##### 原典資料 #####
--------------------
子宮癌患者の肝臟機能に就て—馬尿酸試驗法による
高橋 茂
1
1慶應義塾大學醫學部産婦人科教室
pp.351-355
発行日 1949年9月10日
Published Date 1949/9/10
DOI https://doi.org/10.11477/mf.1409200255
- 有料閲覧
- 文献概要
- 1ページ目
緒論
最近米國に於て盛に用いられ我が國に於ても注目せられ始めた馬尿酸試驗法により子宮癌患者の肝臓機能を檢査し興味ある成績を得た故茲に報告する.
#####
= 取り組む課題 =
子宮癌患者の肝臓機能を馬尿酸試験法で調べた報告について、緒論の最後の文に続けて本文を書き進めよ。
##### 提供データ #####
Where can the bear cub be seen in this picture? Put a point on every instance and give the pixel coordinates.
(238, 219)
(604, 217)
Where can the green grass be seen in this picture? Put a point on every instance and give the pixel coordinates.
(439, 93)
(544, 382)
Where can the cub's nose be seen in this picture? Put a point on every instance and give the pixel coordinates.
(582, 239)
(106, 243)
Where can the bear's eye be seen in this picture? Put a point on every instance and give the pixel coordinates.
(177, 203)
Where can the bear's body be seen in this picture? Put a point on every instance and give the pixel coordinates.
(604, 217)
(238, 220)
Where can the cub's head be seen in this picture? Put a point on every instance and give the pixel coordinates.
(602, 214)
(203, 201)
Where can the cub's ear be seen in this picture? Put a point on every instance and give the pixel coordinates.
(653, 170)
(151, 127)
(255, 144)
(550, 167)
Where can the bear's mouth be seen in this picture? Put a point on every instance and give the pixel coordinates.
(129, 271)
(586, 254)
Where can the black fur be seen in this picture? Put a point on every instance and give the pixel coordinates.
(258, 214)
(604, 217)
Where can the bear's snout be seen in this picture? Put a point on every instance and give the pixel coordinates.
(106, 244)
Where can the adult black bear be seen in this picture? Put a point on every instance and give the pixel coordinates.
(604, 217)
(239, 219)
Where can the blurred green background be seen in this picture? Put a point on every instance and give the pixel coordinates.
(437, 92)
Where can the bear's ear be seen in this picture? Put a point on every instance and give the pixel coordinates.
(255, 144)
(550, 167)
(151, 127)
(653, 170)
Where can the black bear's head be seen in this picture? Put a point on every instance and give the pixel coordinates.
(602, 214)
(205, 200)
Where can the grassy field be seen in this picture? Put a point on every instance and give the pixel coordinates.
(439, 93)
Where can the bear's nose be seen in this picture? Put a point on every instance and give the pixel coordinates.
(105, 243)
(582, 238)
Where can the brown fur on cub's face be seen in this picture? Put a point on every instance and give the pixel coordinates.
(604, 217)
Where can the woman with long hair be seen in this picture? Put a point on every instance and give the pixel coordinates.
#####
= 課題への解答 =
惡性腫瘍の隨一たる癌腫が一局所疾患に止まらず全身の諸物質代謝の變動を來し殊に解糖作用の著明な亢進を來すことは既に認められている所であり.又肝は全身最大の重要臓器であつて糖質蛋白質其の他の物質代謝に重要な役割を演ずることを考えれば癌と肝機能の間に密接な關係のあることは誰しも考え到る所であるけれど從來之に關する研究は比較的少なく,Ptinada (1927)以來水原,加來,Eufinger,Rothermundt Wiesbader,Irsigler,戸田,近,羽田,今泉,高杉,小林等の研究があるが之等は何れも馬尿酸試驗法以外の方法を用いており,例えばアゾルビンS法,尿ミロン反應,サントニン法,ウロビリン膿試驗法等に依つている.之等の成績を綜合すると癌患者に於ては肝臓機能障碍が認められその蔓延に伴い著明になることを示し殊に小林は戰前に於て各度子宮癌患者の肝機能を比較研究している.しかし乍ら之等の成績判定は何れも數値的に示し得ない憾がある.